The problem :: Could you output all of the records below exactly as they appear?

Source records ::
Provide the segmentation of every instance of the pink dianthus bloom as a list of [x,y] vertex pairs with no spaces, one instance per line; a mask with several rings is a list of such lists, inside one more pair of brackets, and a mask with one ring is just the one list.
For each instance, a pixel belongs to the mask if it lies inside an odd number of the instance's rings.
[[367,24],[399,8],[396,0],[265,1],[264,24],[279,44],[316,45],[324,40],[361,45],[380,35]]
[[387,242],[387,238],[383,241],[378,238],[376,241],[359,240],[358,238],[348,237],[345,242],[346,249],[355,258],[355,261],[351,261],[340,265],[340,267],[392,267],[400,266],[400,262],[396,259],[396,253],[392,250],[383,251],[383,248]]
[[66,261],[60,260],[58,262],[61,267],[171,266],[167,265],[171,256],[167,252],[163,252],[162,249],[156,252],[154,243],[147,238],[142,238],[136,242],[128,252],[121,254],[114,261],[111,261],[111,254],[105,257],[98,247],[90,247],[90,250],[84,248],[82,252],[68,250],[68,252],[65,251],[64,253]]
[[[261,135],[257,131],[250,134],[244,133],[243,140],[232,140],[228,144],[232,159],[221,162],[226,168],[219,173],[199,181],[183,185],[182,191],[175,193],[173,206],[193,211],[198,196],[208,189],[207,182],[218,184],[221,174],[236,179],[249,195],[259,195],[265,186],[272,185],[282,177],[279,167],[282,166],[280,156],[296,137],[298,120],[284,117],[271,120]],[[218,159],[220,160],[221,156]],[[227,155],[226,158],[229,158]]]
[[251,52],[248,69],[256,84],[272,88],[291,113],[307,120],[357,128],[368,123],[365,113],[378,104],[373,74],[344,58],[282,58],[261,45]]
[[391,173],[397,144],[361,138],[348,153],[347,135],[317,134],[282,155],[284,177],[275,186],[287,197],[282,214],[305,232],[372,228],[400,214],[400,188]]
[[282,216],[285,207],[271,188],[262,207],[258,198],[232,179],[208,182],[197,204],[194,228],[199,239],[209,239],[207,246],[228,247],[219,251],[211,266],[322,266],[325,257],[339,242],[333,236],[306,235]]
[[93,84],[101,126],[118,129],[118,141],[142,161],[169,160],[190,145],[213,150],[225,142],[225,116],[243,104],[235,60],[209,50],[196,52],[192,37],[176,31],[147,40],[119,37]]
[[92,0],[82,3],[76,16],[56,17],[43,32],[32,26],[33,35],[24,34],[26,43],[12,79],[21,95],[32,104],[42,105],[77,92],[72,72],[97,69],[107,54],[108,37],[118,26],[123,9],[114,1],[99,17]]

Solution for this task ::
Provide the segmentation of every instance of the pink dianthus bloom as a list of [x,y] vertex pairs with no spaces, one instance per line; a mask with several rings is a list of such lists, inside one more pair of brackets, and a mask with one ring is just the one list.
For each instance, a pixel belongs to the mask if it lies inside an odd number of the instance's rings.
[[367,24],[399,8],[396,0],[265,1],[264,24],[279,44],[316,45],[324,40],[361,45],[380,35]]
[[387,242],[387,238],[383,241],[378,238],[376,241],[359,240],[358,238],[348,237],[345,242],[346,249],[355,258],[355,261],[351,261],[340,265],[340,267],[392,267],[400,266],[400,262],[396,259],[396,253],[392,250],[383,251],[383,248]]
[[66,261],[60,260],[58,262],[61,267],[171,266],[167,265],[171,256],[167,252],[163,252],[162,249],[156,252],[154,243],[147,238],[142,238],[136,242],[128,252],[121,254],[114,261],[111,261],[111,254],[105,257],[98,247],[90,247],[90,250],[84,248],[82,252],[68,250],[68,252],[65,251],[64,253]]
[[[261,135],[257,131],[250,134],[244,133],[243,140],[232,140],[228,144],[232,159],[221,162],[226,168],[219,173],[199,181],[183,185],[182,191],[175,193],[173,206],[193,211],[198,196],[208,189],[207,182],[218,184],[221,174],[236,179],[249,195],[259,195],[265,186],[272,185],[282,177],[279,167],[282,166],[280,156],[296,137],[298,120],[284,117],[271,120]],[[218,159],[220,160],[221,156]],[[227,155],[226,158],[229,158]]]
[[251,52],[248,69],[256,84],[272,88],[291,113],[307,120],[357,128],[368,123],[365,113],[378,104],[373,74],[344,58],[282,58],[261,45]]
[[391,173],[397,144],[361,138],[348,153],[347,135],[317,134],[282,155],[284,177],[275,186],[287,197],[282,214],[305,232],[372,228],[400,214],[400,188]]
[[282,216],[285,207],[271,188],[262,207],[258,198],[232,179],[208,182],[197,204],[194,228],[199,239],[209,239],[207,246],[228,247],[219,251],[211,266],[322,266],[325,257],[339,242],[333,236],[306,235]]
[[93,84],[101,126],[118,129],[118,141],[142,161],[169,160],[190,145],[213,150],[225,142],[225,116],[243,104],[235,60],[209,50],[196,52],[192,37],[176,31],[147,40],[119,37]]
[[92,0],[82,3],[76,16],[56,17],[43,32],[32,26],[33,35],[24,34],[26,43],[12,79],[21,95],[32,104],[42,105],[77,92],[72,72],[97,69],[107,54],[108,37],[118,26],[123,9],[114,1],[99,17]]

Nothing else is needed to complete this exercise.